• [EXERCISE INSTRUCTIONS] Pull out every line below that contains the word "Provide", treating uppercase and lowercase as different.

• [DATA TO PROCESS]

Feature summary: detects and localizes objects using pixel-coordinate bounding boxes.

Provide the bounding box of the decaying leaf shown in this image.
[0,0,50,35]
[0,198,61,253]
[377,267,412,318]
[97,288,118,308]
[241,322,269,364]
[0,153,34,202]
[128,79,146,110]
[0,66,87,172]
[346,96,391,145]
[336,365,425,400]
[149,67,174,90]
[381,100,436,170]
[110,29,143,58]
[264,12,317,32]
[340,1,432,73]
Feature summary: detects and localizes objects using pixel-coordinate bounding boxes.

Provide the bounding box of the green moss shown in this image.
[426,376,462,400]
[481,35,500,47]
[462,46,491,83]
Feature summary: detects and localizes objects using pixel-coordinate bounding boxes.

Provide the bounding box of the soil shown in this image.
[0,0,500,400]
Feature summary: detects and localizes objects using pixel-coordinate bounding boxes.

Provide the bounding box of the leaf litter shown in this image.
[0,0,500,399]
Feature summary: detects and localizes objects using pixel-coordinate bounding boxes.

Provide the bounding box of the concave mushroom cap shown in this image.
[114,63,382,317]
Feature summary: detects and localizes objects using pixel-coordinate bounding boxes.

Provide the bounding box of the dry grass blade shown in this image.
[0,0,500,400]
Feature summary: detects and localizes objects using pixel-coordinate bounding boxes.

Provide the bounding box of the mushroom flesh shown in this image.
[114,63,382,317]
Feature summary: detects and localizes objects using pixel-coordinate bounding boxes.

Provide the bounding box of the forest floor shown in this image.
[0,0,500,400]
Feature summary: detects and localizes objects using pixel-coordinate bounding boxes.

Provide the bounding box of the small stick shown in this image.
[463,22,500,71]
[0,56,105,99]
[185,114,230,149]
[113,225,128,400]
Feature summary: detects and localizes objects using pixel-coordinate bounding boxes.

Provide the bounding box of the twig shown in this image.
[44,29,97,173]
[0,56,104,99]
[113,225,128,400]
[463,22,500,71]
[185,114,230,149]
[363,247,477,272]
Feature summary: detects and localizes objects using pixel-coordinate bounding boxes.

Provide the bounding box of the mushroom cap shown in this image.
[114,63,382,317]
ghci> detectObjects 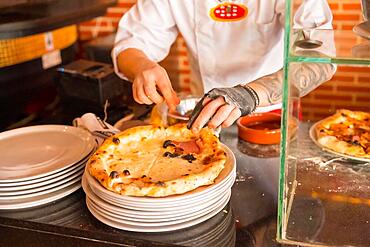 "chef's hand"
[188,86,259,132]
[132,62,180,111]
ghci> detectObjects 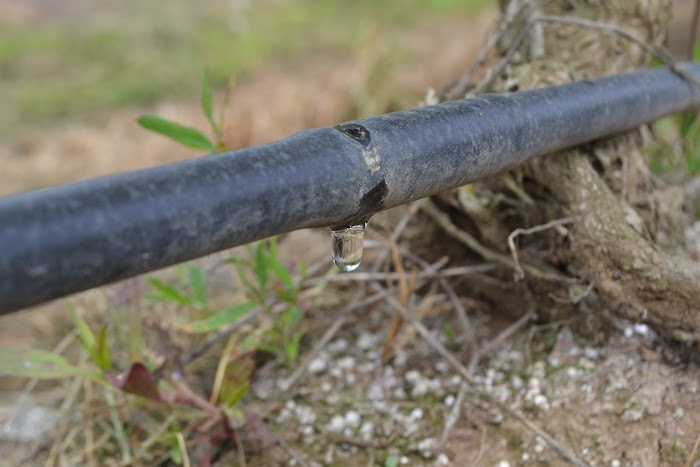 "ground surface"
[0,1,700,466]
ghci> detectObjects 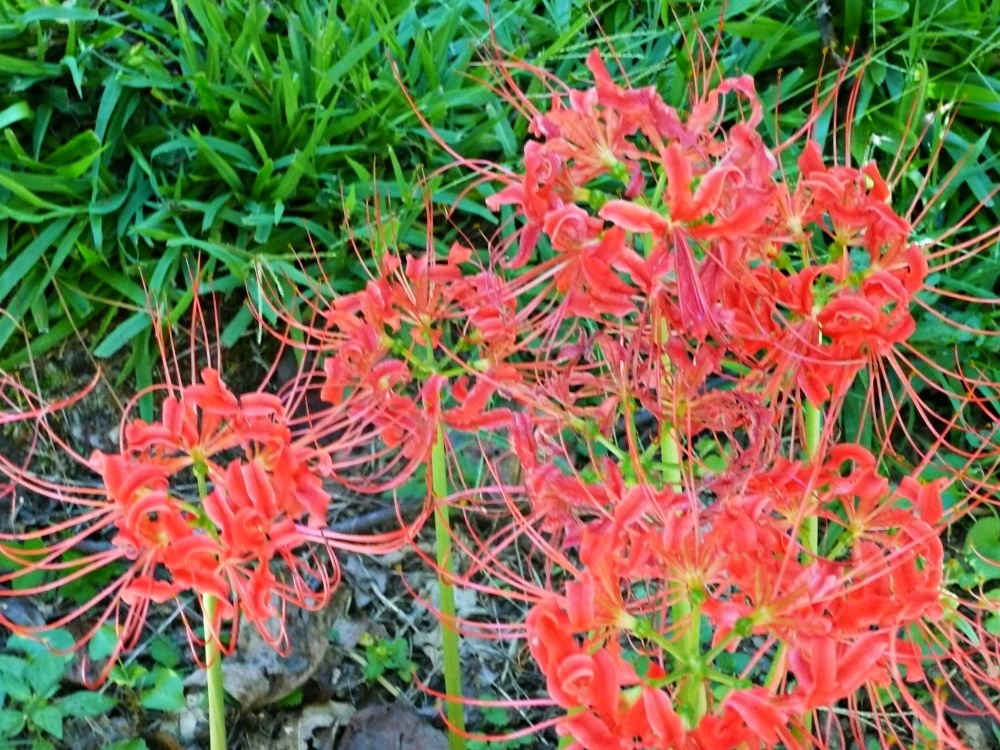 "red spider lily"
[0,296,423,678]
[366,32,1000,748]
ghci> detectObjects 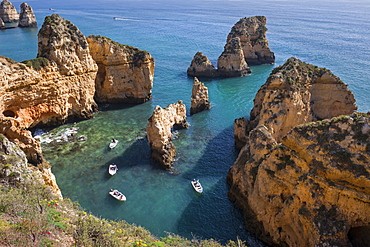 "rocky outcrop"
[217,37,251,77]
[87,35,154,103]
[0,0,19,23]
[0,134,62,199]
[18,3,37,27]
[190,77,211,114]
[187,52,218,77]
[234,57,357,148]
[146,101,188,169]
[0,18,5,29]
[0,15,97,164]
[227,16,275,65]
[228,113,370,247]
[228,58,370,247]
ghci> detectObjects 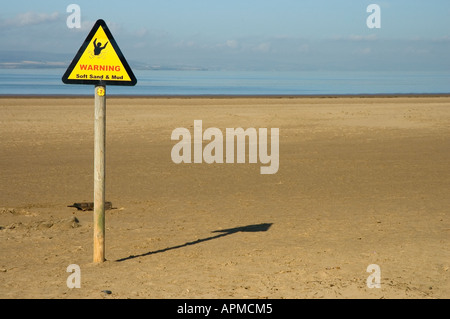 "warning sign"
[62,20,137,86]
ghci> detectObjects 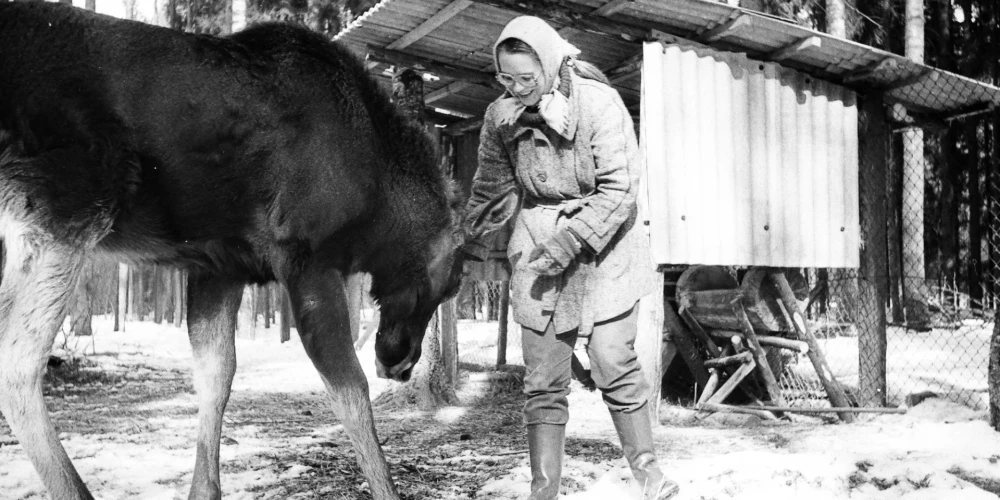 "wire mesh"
[768,68,1000,409]
[458,280,524,371]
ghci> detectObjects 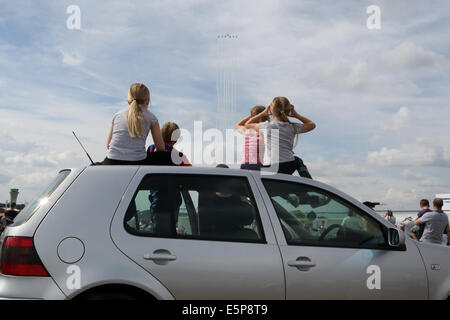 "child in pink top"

• [SOLUTION FOR THIS PROBLEM]
Provide the bounding box of the decaying leaf shown in this image.
Provide the bounding box of the green moss shown in this image.
Provide the bounding box of the soil shown in this image.
Provide the bounding box of the leaf litter shown in this image.
Provide the bounding box of the concave mushroom cap shown in this image.
Provide the bounding box of the dry grass blade shown in this image.
Provide the bounding box of the mushroom flesh shown in this image.
Provide the bounding box of the forest floor shown in this image.
Provide the bounding box of the small stick shown in this image.
Provide the bounding box of the twig shown in this image.
Provide the bounding box of the mushroom cap shown in this image.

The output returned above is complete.